Exactly reproduce each record listed below.

=== Input data ===
********

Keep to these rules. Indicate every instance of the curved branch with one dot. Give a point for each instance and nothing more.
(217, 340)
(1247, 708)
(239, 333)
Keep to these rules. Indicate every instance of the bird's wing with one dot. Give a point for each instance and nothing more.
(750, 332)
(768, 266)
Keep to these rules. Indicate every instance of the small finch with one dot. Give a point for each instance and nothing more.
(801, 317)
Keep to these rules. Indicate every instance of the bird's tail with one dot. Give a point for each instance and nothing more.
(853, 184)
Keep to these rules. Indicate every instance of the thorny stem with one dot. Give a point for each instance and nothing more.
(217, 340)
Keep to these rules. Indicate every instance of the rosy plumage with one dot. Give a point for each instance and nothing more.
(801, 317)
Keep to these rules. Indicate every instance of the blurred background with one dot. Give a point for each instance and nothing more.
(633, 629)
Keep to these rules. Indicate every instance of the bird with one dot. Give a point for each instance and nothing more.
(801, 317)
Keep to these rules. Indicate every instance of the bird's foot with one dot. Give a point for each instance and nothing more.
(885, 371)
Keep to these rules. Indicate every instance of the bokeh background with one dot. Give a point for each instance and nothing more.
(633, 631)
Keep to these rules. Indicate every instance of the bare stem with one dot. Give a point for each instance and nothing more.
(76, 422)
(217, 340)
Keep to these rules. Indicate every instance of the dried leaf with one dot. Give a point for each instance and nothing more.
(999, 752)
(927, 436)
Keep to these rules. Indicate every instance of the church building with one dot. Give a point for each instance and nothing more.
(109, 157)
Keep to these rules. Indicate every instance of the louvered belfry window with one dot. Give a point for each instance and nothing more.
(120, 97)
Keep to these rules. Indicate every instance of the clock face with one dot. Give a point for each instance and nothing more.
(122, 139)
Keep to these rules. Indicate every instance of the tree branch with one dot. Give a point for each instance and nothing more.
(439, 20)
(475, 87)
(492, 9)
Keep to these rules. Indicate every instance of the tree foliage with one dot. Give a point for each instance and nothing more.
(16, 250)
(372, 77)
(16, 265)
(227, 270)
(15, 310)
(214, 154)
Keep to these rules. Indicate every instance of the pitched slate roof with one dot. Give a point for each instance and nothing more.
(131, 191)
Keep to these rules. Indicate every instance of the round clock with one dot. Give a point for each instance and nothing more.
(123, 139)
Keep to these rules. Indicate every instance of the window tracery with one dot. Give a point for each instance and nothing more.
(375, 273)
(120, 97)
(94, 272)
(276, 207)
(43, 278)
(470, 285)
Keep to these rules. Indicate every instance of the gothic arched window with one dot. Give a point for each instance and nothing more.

********

=== Response ===
Keep to these rules. Indicate every instance of the curved branch with one dot. Give a point for each instance and nothing more.
(217, 340)
(1247, 708)
(239, 333)
Keep to these rules. Indicate every instance of the bird's wing with one dot. Give a point for each instance and nothing more.
(750, 332)
(768, 266)
Keep to these rules. Indicate every instance of the small finch with one dot. Give a point for each instance and nothing more.
(801, 317)
Keep to these rules. Indicate every instance of the bird's tail with one dot. Give a point for each instance and nothing more.
(853, 184)
Keep to these rules. Indicate every instance of the thorny stem with one dot. Give a point for each instance and nothing more.
(217, 340)
Keep to these rules. Indicate every instance of the rosy plumage with one dot. Give a point for each instance and nothing more.
(801, 317)
Keep to these rules. Indicate every instance of the blurred background with one dot. Give a point for each instance and nothing more.
(633, 629)
Keep to these rules. Indicate every instance of the bird with one dot. Give a point for each instance and nothing more.
(801, 317)
Keep to these rules. Indicate every instance of the bird's foot with one dot. Give a point for each instance and nothing more.
(885, 371)
Keep to these rules. Indicate every instance of the bokeh background with one dot. Give a point for each instance and nothing more.
(633, 631)
Keep to these rules. Indicate every instance of the bare stem with one dot. Give a point for each instance and nothing more.
(76, 422)
(217, 340)
Keep to these rules. Indicate every instance of the dried leaf with one dot. Give a point for each instance and nothing more.
(999, 752)
(927, 436)
Keep to these rules. Indicate every instance of the church building with one dot. Give a point for each instance and nothing more.
(109, 157)
Keep to these rules. Indicate every instance of the louvered belfry window with one dot. Give a point for each instance and nothing more.
(120, 97)
Keep to these rules. Indicate every instance of the clock face with one dot. Give a point for each instance and nothing more.
(122, 139)
Keep to these rules. Indicate every instance of the tree branch with one dot. Give a point for each instance and nothing more.
(439, 20)
(475, 87)
(492, 9)
Keep to these rules. Indicate every instance of the tree foliage with one dot. Give a point for each instance and nothing more.
(16, 250)
(372, 77)
(16, 265)
(227, 270)
(15, 310)
(214, 154)
Keep to these rules. Indicate every instance of the pitched slate roof with one dot. Give a point for each instance and nothing more.
(131, 191)
Keep to these rules. Indicate every instance of the round clock with one dot. Give a point for each instance and nothing more.
(123, 139)
Keep to these rules. Indicate every instance of the window tracery with one dot. Give a point for each instance and nothing more.
(375, 273)
(120, 97)
(94, 272)
(276, 207)
(43, 278)
(470, 285)
Keep to these rules. Indicate every instance of the gothic arched window with one dot. Give a point for each instance and nothing more.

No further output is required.